+++ Data records +++

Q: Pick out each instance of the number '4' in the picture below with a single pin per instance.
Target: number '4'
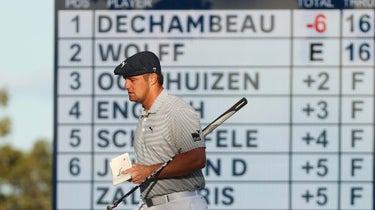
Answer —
(75, 111)
(322, 138)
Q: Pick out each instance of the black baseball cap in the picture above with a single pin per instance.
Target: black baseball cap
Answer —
(139, 63)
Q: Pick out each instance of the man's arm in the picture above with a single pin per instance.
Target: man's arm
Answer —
(182, 164)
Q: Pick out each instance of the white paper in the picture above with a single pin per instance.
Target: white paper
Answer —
(119, 164)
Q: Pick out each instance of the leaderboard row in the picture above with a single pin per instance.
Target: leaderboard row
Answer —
(274, 110)
(252, 139)
(216, 23)
(247, 167)
(209, 52)
(239, 80)
(230, 195)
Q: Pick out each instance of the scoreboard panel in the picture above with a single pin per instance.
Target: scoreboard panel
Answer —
(306, 138)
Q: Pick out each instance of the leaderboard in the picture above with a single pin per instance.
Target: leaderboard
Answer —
(305, 141)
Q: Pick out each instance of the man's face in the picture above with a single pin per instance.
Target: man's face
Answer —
(138, 87)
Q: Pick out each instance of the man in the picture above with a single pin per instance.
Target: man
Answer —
(167, 127)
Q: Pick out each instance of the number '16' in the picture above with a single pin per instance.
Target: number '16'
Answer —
(364, 53)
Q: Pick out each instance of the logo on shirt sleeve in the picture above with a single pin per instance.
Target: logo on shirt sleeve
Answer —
(196, 136)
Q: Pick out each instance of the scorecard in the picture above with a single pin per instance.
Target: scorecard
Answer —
(305, 140)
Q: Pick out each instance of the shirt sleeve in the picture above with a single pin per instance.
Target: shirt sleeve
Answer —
(186, 129)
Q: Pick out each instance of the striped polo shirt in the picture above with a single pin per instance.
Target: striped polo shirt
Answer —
(171, 126)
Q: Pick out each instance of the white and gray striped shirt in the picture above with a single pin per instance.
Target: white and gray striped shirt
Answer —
(171, 126)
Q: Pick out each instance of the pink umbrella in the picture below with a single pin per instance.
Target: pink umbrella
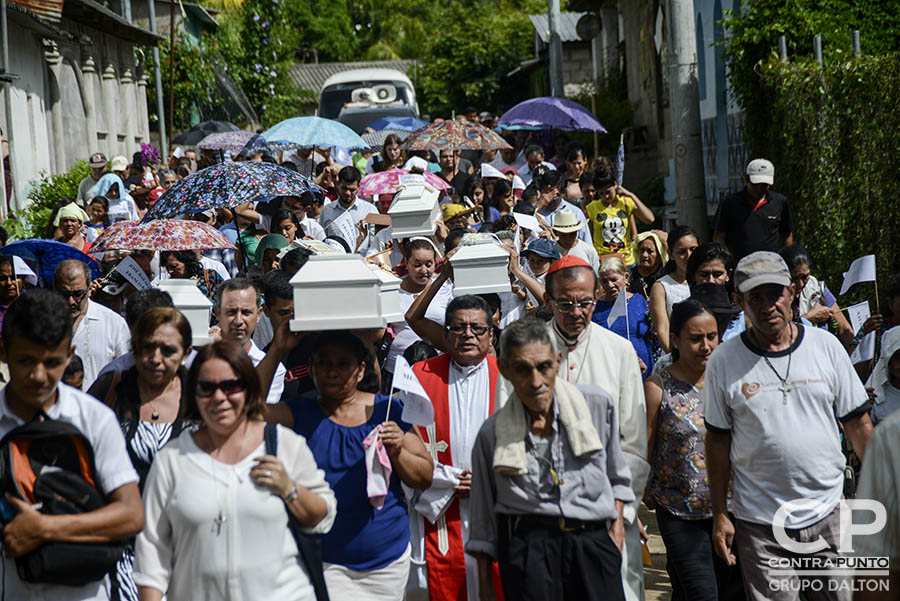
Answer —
(160, 234)
(388, 182)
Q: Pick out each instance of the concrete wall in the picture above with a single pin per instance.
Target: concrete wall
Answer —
(72, 100)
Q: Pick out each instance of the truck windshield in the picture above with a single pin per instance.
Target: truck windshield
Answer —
(333, 98)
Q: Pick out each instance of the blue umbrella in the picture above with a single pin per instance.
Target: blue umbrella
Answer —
(409, 124)
(227, 185)
(549, 112)
(315, 131)
(44, 255)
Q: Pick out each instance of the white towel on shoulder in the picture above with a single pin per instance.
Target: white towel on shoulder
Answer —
(512, 425)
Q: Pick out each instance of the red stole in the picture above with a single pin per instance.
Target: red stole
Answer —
(444, 552)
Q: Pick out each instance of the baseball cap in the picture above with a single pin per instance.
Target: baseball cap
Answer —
(543, 248)
(566, 222)
(98, 159)
(761, 171)
(118, 163)
(761, 267)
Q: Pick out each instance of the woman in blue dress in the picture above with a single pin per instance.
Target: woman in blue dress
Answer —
(612, 278)
(367, 551)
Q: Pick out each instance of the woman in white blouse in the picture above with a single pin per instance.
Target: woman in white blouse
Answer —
(216, 505)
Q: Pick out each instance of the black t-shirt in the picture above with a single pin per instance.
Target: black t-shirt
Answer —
(748, 229)
(298, 375)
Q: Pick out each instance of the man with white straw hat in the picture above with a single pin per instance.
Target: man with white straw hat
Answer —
(566, 227)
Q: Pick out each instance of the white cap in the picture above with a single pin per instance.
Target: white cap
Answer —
(761, 171)
(491, 171)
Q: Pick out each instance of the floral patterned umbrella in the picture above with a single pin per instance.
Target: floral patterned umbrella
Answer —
(226, 140)
(454, 135)
(227, 185)
(160, 234)
(388, 182)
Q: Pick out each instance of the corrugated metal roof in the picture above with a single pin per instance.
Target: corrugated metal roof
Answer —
(311, 76)
(567, 22)
(48, 9)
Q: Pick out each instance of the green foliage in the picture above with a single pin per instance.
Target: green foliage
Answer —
(470, 51)
(836, 143)
(44, 194)
(194, 81)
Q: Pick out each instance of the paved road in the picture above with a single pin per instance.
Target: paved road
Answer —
(656, 580)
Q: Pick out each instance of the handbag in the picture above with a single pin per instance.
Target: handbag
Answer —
(310, 549)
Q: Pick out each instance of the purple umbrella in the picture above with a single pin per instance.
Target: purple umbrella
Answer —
(551, 113)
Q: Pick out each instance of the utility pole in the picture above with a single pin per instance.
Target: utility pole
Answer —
(684, 105)
(157, 80)
(556, 81)
(171, 67)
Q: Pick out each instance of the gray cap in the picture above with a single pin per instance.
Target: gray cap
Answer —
(761, 267)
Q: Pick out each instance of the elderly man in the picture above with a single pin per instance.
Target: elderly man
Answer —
(549, 481)
(237, 308)
(772, 424)
(461, 385)
(101, 335)
(592, 355)
(97, 163)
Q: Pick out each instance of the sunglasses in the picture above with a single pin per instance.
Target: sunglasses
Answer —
(228, 387)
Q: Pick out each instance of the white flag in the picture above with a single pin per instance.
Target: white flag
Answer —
(861, 270)
(417, 407)
(858, 314)
(620, 308)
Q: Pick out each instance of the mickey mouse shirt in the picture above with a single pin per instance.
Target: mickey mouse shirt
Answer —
(611, 227)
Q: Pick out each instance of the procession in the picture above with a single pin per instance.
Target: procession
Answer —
(373, 343)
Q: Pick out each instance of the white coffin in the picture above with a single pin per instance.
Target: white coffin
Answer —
(480, 268)
(389, 297)
(193, 304)
(414, 210)
(336, 292)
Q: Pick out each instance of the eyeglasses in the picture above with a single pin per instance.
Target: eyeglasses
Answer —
(228, 387)
(567, 306)
(75, 295)
(460, 328)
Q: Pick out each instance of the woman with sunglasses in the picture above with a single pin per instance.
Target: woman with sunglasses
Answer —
(216, 505)
(149, 400)
(367, 552)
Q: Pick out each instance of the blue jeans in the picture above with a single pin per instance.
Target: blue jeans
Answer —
(696, 572)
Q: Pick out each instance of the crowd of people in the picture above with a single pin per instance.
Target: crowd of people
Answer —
(710, 380)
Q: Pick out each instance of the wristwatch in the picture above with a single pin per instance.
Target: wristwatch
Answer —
(292, 495)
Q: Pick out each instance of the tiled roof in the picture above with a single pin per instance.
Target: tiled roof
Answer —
(311, 76)
(567, 22)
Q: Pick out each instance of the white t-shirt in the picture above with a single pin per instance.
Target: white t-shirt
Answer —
(403, 334)
(783, 450)
(113, 469)
(252, 555)
(102, 335)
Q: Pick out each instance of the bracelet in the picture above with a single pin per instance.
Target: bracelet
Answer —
(292, 495)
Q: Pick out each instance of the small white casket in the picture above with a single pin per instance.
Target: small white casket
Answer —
(336, 292)
(389, 297)
(193, 304)
(414, 210)
(480, 266)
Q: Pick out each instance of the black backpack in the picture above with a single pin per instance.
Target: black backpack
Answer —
(52, 463)
(310, 548)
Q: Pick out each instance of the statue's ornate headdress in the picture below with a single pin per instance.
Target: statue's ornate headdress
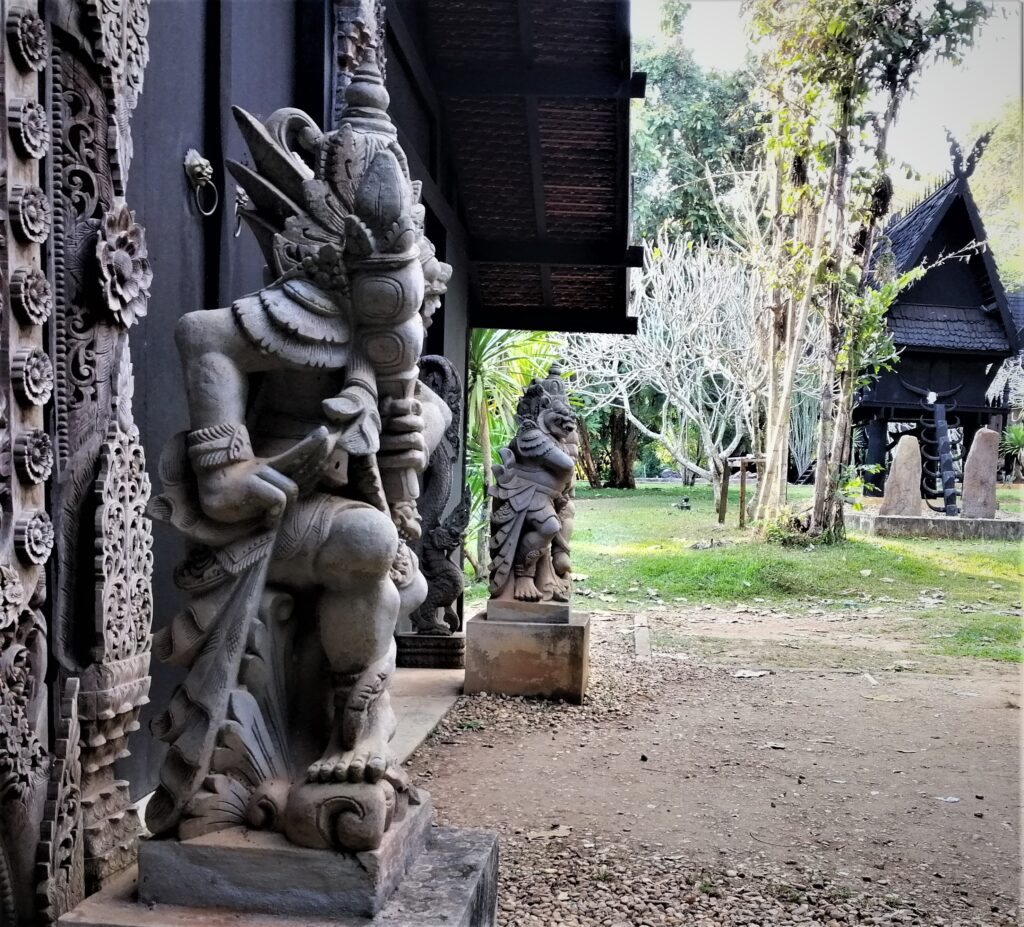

+++

Work item – Copy each line in the data that holds the word "mickey".

Finished exercise –
Q: Pick out each instance of the mickey mouse shirt in the picture above with a single pin per instance.
Target: mickey mouse shirt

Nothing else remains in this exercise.